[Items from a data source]
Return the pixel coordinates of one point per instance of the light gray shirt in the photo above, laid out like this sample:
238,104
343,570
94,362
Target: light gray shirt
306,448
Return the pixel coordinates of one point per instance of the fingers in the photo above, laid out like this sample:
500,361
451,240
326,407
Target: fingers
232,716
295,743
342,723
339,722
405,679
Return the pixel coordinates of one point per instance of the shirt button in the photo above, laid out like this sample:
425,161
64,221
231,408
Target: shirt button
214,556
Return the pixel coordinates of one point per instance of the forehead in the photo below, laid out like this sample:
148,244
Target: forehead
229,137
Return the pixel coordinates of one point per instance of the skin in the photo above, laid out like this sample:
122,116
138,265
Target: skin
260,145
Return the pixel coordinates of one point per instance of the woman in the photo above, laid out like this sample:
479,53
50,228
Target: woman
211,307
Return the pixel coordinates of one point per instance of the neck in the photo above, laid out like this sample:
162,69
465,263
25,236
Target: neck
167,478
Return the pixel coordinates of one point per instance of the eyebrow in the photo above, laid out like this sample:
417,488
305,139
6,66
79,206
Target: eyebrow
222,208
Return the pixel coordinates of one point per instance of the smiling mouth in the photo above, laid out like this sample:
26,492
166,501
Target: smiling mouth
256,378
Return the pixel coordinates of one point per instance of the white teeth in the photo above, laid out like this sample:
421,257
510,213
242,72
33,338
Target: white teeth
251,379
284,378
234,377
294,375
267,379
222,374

Requirement
Each line above is to be reproduced exactly. Leave none out.

Result below
Return the pixel coordinates of one point per instance of the light gray shirt in the photo above, laid out like this sample:
238,104
343,570
94,362
Target: light gray shirt
306,448
Return the pixel coordinates of one point per instance of the fingers in the photo above, laid out like this sample:
500,361
451,240
326,407
Target: fingers
232,716
295,743
342,723
339,722
405,679
Return the pixel coordinates of one point per instance of the shirt button in the photo above, laid out like this sample:
425,161
64,221
231,408
Target: shirt button
214,556
Return the pixel coordinates of one point per instance of the forehead in the photo below, laid out like this sample:
148,244
Target: forehead
229,137
Return the pixel coordinates of one point per instance of the skin in the photo above, laid out like this sample:
122,116
138,265
Target: skin
260,145
Return the pixel coordinates of one point per instance of the woman in the photo above, laid out like this sample:
479,53
50,228
Target: woman
211,307
Return the pixel coordinates of one point per instance of the neck in the photo above, laid out like this sample:
162,69
465,263
25,236
Target: neck
167,478
Return the pixel coordinates of one point per instance of the eyebrow in the photo above, laid out like this sample:
417,488
305,139
6,66
79,206
Target: eyebrow
222,208
Return the pixel coordinates of one point per instance of the smiling mouth in the photo above, laid out like this sample:
26,492
166,501
Target: smiling mouth
256,378
Return the pixel coordinates of one point per instance of the white teeth in the photo above, laid out like this sample:
421,257
510,213
242,72
33,338
Target: white teeth
251,379
284,378
234,377
294,375
267,379
222,374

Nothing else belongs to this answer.